───── Data provided ─────
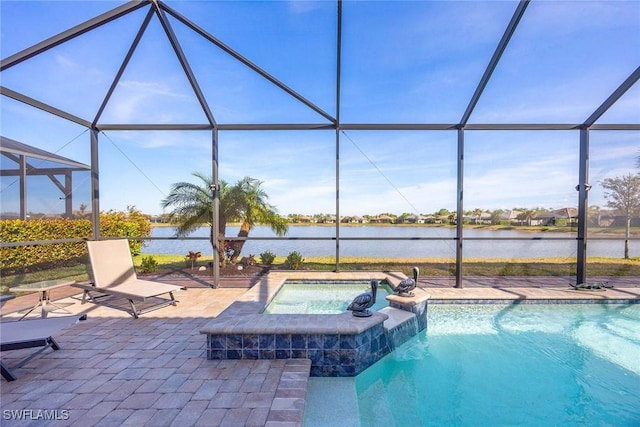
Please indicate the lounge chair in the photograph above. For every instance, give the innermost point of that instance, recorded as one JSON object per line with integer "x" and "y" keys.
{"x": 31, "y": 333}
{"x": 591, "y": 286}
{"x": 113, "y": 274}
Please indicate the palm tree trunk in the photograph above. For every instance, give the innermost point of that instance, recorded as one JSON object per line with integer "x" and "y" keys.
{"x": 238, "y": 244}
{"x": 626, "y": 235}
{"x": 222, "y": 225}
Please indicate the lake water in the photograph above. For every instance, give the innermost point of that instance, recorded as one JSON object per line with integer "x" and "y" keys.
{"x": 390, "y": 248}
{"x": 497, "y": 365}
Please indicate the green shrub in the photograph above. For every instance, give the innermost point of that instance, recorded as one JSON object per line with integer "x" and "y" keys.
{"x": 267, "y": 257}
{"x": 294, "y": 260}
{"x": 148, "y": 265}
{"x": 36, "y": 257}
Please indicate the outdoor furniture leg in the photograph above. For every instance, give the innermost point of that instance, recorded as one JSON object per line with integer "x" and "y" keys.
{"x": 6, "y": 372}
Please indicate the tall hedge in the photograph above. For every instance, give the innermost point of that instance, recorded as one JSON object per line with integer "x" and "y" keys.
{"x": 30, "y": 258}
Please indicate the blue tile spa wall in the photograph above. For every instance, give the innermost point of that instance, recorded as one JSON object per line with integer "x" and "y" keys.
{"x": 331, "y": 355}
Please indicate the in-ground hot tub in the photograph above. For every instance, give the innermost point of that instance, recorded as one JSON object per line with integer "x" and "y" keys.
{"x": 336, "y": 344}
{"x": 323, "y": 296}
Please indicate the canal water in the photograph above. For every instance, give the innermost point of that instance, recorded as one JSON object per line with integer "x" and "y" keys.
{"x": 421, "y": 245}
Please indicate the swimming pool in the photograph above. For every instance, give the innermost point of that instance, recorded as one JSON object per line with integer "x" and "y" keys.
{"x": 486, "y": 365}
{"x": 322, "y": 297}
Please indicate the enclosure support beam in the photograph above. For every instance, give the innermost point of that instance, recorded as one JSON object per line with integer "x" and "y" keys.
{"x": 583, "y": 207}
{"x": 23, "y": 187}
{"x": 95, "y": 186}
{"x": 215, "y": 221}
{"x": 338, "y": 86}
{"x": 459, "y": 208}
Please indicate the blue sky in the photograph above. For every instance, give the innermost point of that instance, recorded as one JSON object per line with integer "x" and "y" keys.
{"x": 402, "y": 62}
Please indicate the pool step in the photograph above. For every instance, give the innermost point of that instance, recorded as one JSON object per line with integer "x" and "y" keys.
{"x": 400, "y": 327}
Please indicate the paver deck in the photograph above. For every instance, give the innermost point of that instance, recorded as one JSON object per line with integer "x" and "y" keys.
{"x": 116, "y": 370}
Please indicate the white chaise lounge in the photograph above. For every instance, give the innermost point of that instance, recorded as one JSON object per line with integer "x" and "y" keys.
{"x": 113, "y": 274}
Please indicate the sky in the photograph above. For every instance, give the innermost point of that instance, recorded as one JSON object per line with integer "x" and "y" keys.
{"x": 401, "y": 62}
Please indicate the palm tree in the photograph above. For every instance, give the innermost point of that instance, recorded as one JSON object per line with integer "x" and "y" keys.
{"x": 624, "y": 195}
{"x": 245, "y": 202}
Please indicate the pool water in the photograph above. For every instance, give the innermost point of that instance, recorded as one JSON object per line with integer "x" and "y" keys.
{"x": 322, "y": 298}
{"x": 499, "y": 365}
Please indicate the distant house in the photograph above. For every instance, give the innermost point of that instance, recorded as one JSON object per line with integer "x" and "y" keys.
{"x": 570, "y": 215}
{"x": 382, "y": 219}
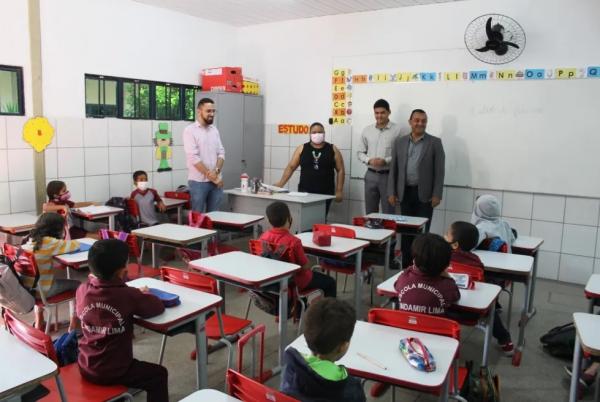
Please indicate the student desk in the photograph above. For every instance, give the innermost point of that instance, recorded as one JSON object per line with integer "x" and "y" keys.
─────
What the exercise asks » Transcribe exactly the lines from the one containing "Please indicate the distant" through the last line of the records above, and nothing else. Leave out the pictures.

Your response »
Please indicate the distant house in the photograph above. For every instance, give the innermost point of that instance, recorded as one JSON object per line with integer "x" and "y" keys.
{"x": 570, "y": 215}
{"x": 382, "y": 219}
Please indicate the student desk in the photograph above. For every instance, give the innermost point of that instance, recorded as one JSON object per line with integer "x" and "y" keys.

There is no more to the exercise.